YOUR TASKS
a) In the text about Dr. Koop, how many hernia repairs did he perform over his decades of practice?
b) Continue the text about Dr. Koop from where it stops.

He was remarkable, even though he is personally responsible for the link-up between the religious right and the Repubs.
Over four decades of practice, he improved the technique for hernia repairs (and did 17,000 of them). He developed a correction for a congenital defect known as esophageal atresia, and a method for draining fluid from the brain into the abdomen for infants with hydrocephalus. He separated several sets of conjoined twins, including, in 1977, a pair joined at the heart in which only one baby could be saved. He trained dozens of pediatric surgeons who went on to head departments elsewhere.
In Dr. Koop’s case, the new frontier was pediatric surgery, a specialty that barely existed when he entered it. He became one of the half-dozen leading practitioners in the world.
After the war ended, the surgeon in chief at the Hospital of the University of Pennsylvania suggested that Dr. Koop take a job as the head of surgery at Children’s Hospital of Philadelphia. When he assumed the position in January 1946, he was not yet 30.
At the time, general surgeons, or specialty surgeons such as urologists, operated on infants and children without specific training in how their anatomy and physiology differed from adults. The only pediatric surgery program in the country was in Boston. Operations on newborns were rare and mortality was high.
A 64-year-old retired pediatric surgeon at the time Ronald Reagan nominated him in 1981, Dr. Koop had no formal public-health training. His chief credential was that he was a socially conservative, devout Christian physician who had written a popular treatise against abortion. His confirmation took eight months. Few people expected him to talk about homosexuality, anal intercourse, condoms and intravenous drug use when almost nobody else in the Reagan administration would even utter the word “AIDS.”

Stored data entries

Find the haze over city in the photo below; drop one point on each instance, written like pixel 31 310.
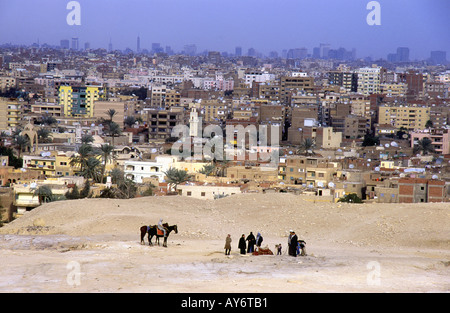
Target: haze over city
pixel 265 25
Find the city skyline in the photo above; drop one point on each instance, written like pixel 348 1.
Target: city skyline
pixel 210 25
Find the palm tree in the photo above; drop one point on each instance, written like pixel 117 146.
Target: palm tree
pixel 79 160
pixel 130 121
pixel 87 139
pixel 48 120
pixel 92 169
pixel 306 147
pixel 111 113
pixel 44 135
pixel 44 194
pixel 424 146
pixel 208 169
pixel 176 176
pixel 107 155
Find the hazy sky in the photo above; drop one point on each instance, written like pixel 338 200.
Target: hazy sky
pixel 266 25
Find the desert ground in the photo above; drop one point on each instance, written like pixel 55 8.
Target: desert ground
pixel 93 245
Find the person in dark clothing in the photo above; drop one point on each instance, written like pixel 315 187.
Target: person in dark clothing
pixel 302 245
pixel 242 245
pixel 251 242
pixel 259 240
pixel 292 242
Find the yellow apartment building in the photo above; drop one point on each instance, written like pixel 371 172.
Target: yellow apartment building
pixel 10 114
pixel 78 101
pixel 410 117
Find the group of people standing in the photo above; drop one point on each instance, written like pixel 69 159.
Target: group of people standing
pixel 243 247
pixel 296 246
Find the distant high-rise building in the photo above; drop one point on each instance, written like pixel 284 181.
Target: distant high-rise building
pixel 238 51
pixel 190 49
pixel 75 44
pixel 299 53
pixel 156 47
pixel 78 101
pixel 324 49
pixel 402 54
pixel 316 53
pixel 64 44
pixel 251 52
pixel 438 57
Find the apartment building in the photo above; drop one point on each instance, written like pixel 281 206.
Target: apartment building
pixel 417 190
pixel 347 80
pixel 78 101
pixel 410 117
pixel 393 90
pixel 6 83
pixel 102 107
pixel 161 122
pixel 292 85
pixel 369 79
pixel 10 114
pixel 440 139
pixel 215 110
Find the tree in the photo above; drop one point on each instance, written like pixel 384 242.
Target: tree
pixel 424 146
pixel 87 139
pixel 176 176
pixel 114 131
pixel 48 120
pixel 370 140
pixel 44 135
pixel 111 113
pixel 44 194
pixel 80 159
pixel 106 153
pixel 74 193
pixel 307 147
pixel 130 121
pixel 207 169
pixel 92 169
pixel 351 198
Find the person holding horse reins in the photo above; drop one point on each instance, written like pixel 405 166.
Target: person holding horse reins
pixel 162 228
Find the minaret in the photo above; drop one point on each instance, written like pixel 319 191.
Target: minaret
pixel 138 45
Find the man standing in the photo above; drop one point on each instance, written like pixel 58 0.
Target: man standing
pixel 251 242
pixel 228 245
pixel 242 244
pixel 292 242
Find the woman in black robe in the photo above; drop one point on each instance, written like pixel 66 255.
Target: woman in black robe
pixel 242 245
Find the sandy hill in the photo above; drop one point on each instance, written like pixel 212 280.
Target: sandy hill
pixel 421 225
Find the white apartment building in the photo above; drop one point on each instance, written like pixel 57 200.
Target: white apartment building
pixel 138 171
pixel 369 80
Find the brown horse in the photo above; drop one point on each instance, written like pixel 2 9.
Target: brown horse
pixel 153 231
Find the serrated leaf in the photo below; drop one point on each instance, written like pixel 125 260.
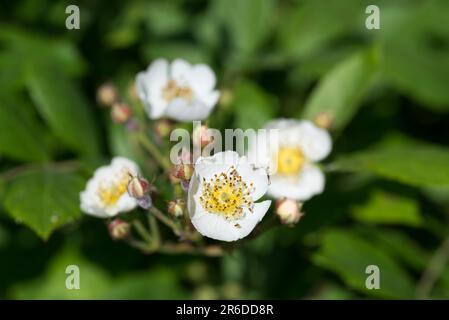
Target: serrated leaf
pixel 340 93
pixel 64 108
pixel 44 199
pixel 22 136
pixel 419 165
pixel 253 107
pixel 387 208
pixel 414 49
pixel 348 255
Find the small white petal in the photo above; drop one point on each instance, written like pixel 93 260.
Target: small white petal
pixel 180 70
pixel 308 183
pixel 182 110
pixel 251 219
pixel 258 177
pixel 202 78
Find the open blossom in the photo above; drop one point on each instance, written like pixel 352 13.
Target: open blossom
pixel 291 158
pixel 179 90
pixel 106 193
pixel 222 196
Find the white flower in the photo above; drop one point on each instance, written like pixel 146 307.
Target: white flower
pixel 222 196
pixel 106 192
pixel 179 91
pixel 291 158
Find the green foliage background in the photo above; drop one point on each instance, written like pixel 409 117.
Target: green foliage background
pixel 387 194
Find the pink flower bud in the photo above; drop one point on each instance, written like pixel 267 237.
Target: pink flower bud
pixel 107 95
pixel 176 208
pixel 288 210
pixel 183 171
pixel 120 113
pixel 119 229
pixel 162 127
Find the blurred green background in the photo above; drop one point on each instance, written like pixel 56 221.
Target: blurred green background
pixel 387 195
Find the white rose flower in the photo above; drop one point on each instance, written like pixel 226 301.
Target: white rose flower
pixel 106 193
pixel 179 90
pixel 222 196
pixel 291 158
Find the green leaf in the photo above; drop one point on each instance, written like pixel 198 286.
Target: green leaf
pixel 348 255
pixel 22 136
pixel 44 199
pixel 94 282
pixel 415 50
pixel 420 165
pixel 25 48
pixel 308 27
pixel 65 109
pixel 248 22
pixel 174 50
pixel 341 91
pixel 386 208
pixel 253 107
pixel 158 283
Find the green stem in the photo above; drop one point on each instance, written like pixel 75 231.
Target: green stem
pixel 155 152
pixel 142 231
pixel 154 229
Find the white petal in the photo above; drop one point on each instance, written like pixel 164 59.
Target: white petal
pixel 251 219
pixel 315 142
pixel 149 85
pixel 206 167
pixel 202 78
pixel 182 110
pixel 180 70
pixel 308 183
pixel 258 177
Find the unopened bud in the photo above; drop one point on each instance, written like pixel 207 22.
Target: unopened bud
pixel 176 208
pixel 201 136
pixel 162 127
pixel 119 229
pixel 183 171
pixel 107 95
pixel 323 120
pixel 120 113
pixel 226 98
pixel 138 187
pixel 288 210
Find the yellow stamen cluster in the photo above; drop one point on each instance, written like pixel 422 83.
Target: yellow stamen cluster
pixel 110 193
pixel 172 90
pixel 290 161
pixel 227 194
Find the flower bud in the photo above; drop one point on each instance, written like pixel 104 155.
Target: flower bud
pixel 107 95
pixel 138 187
pixel 119 229
pixel 201 136
pixel 323 120
pixel 288 210
pixel 162 127
pixel 176 208
pixel 183 171
pixel 120 112
pixel 226 98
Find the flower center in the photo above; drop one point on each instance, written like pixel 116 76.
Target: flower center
pixel 172 90
pixel 227 194
pixel 290 161
pixel 110 193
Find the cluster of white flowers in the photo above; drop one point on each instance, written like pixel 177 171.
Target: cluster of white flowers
pixel 224 188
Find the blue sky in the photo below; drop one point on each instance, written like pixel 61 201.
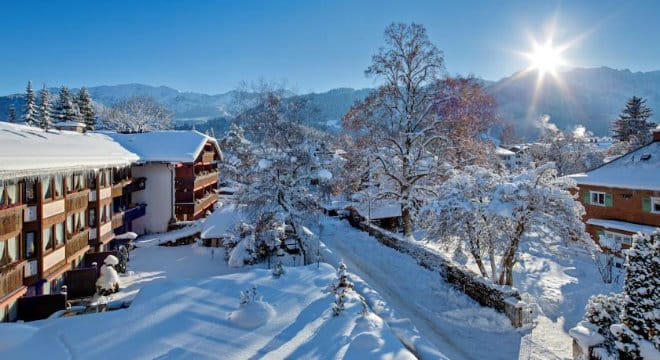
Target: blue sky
pixel 211 46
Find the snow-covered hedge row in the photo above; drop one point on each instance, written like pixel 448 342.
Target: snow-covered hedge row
pixel 500 298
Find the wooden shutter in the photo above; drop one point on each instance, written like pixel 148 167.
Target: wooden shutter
pixel 646 204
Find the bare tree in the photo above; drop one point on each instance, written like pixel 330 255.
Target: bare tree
pixel 398 117
pixel 137 114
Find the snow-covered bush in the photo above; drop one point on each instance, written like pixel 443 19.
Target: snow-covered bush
pixel 278 270
pixel 630 321
pixel 108 281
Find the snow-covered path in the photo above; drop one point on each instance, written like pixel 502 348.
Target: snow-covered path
pixel 457 325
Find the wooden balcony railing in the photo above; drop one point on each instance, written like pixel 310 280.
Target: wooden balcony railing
pixel 11 219
pixel 208 156
pixel 204 203
pixel 76 243
pixel 117 220
pixel 77 201
pixel 11 279
pixel 205 180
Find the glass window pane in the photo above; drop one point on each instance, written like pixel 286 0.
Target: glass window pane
pixel 46 188
pixel 47 238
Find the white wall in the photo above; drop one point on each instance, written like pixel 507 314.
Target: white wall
pixel 157 195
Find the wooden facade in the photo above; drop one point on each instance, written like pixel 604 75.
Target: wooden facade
pixel 49 223
pixel 196 184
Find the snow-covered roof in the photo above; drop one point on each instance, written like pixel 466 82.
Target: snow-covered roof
pixel 503 151
pixel 622 225
pixel 220 223
pixel 165 145
pixel 69 123
pixel 30 151
pixel 638 169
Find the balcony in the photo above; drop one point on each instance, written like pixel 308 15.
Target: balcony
pixel 135 212
pixel 208 157
pixel 117 220
pixel 205 202
pixel 202 181
pixel 77 201
pixel 77 243
pixel 11 279
pixel 136 184
pixel 11 219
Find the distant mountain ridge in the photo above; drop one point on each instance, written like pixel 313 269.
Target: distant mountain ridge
pixel 589 96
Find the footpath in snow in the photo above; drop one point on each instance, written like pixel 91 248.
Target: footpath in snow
pixel 453 322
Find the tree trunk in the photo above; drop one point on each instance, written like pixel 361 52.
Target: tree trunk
pixel 407 223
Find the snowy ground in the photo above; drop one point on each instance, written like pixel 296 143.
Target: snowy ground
pixel 557 282
pixel 453 322
pixel 184 308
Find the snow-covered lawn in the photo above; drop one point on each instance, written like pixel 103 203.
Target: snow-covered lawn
pixel 186 305
pixel 557 282
pixel 457 325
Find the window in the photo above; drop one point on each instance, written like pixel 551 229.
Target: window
pixel 59 186
pixel 47 239
pixel 30 249
pixel 620 239
pixel 8 251
pixel 46 189
pixel 59 234
pixel 597 198
pixel 69 184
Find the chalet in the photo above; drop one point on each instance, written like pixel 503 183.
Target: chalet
pixel 55 205
pixel 181 168
pixel 622 197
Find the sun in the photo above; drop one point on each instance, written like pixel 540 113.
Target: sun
pixel 545 57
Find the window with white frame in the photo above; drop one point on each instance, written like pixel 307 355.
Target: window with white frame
pixel 597 198
pixel 655 205
pixel 620 239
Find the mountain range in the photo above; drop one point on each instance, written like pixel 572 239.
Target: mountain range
pixel 592 97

SET OF ANSWERS
a) He performed 17,000 hernia repairs.

b)
Dr. Koop, however, believed information was the most useful weapon against HIV at a time when there was little treatment for the infection and widespread fear that it might soon threaten the general population. In May 1988, he mailed a seven-page brochure, “Understanding AIDS,” to all 107 million households in the country.
Among AIDS activists Dr. Koop became an unlikely hero, although some came to think that his sexually explicit talk tended to further stigmatize gay men.
“Most of us thought that a huge part of how the crisis grew exponentially was that those in power chose to ignore it for as long as they could,” recalled Peter Staley, a founding member of the AIDS Coalition to Unleash Power. “He was the only person in that administration who spoke the truth when it came to AIDS.”
Dr. Koop was also a tireless campaigner against tobacco. As surgeon general, he released a report in 1982 that attributed 30 percent of all cancer deaths to smoking. He wrote that nicotine was as addictive as heroin, warned against the hazards of secondhand smoke and updated the warning labels on cigarette packs.